[TASK OBJECTIVE]
Restate the records in their entirety, word for word.

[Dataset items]
══════════
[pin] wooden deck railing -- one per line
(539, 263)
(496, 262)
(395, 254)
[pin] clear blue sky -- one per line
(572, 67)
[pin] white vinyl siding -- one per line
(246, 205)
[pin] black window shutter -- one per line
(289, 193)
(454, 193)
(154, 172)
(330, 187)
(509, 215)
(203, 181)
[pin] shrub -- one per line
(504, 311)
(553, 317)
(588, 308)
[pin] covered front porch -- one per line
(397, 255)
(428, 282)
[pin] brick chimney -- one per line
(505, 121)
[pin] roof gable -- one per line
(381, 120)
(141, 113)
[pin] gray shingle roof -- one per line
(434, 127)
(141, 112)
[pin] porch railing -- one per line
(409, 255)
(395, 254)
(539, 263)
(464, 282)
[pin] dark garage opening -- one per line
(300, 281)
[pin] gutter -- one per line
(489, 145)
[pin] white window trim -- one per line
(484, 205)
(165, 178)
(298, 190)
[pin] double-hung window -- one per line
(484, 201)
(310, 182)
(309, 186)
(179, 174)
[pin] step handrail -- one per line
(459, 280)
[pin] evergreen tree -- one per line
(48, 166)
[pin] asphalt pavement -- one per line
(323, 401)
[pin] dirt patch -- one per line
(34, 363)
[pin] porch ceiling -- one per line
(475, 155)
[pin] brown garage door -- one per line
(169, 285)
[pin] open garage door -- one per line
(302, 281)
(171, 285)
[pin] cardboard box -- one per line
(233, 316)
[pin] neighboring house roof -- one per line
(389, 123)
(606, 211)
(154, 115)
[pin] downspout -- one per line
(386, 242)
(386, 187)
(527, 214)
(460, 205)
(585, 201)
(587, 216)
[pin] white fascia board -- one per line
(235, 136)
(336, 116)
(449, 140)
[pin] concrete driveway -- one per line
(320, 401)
══════════
[EXPECTED OUTPUT]
[pin] wooden deck railing -- one per line
(539, 263)
(496, 262)
(395, 254)
[pin] clear blue sky -- one per line
(572, 67)
[pin] white vinyl siding -- one per line
(246, 205)
[pin] black window shutter -- one per line
(289, 193)
(454, 193)
(154, 172)
(330, 187)
(509, 215)
(203, 181)
[pin] shrub -- one per line
(504, 311)
(553, 317)
(588, 308)
[pin] covered front porch -- one per line
(397, 255)
(428, 282)
[pin] brick chimney -- one per line
(505, 121)
[pin] roof gable -- one per line
(381, 120)
(141, 113)
[pin] gray shingle roof -- one per line
(434, 127)
(141, 112)
[pin] porch railing -- one per line
(409, 255)
(395, 254)
(539, 263)
(464, 282)
[pin] dark garage opening -- one per line
(300, 281)
[pin] gutter -- one per line
(489, 145)
[pin] white window trim -- one per line
(484, 205)
(165, 178)
(298, 190)
[pin] double-hung window -- one per line
(484, 201)
(310, 182)
(309, 186)
(179, 174)
[pin] step handrail -- one per line
(459, 280)
[pin] evergreen tree -- one per line
(48, 166)
[pin] asphalt pavement -- one per line
(323, 401)
[pin] dirt patch -- one per line
(34, 363)
[pin] porch ceiling -- one per line
(475, 155)
[pin] brown garage door -- one per line
(169, 285)
[pin] open garage door -- one per line
(302, 281)
(171, 285)
[pin] cardboard box -- one per line
(233, 316)
[pin] neighboring house roof -- one per line
(389, 123)
(606, 211)
(154, 115)
[pin] downspout -- one per line
(386, 242)
(386, 187)
(527, 214)
(460, 205)
(585, 201)
(587, 216)
[pin] white fascia board -- one per line
(235, 136)
(336, 116)
(449, 140)
[pin] concrete driveway -- one per line
(320, 401)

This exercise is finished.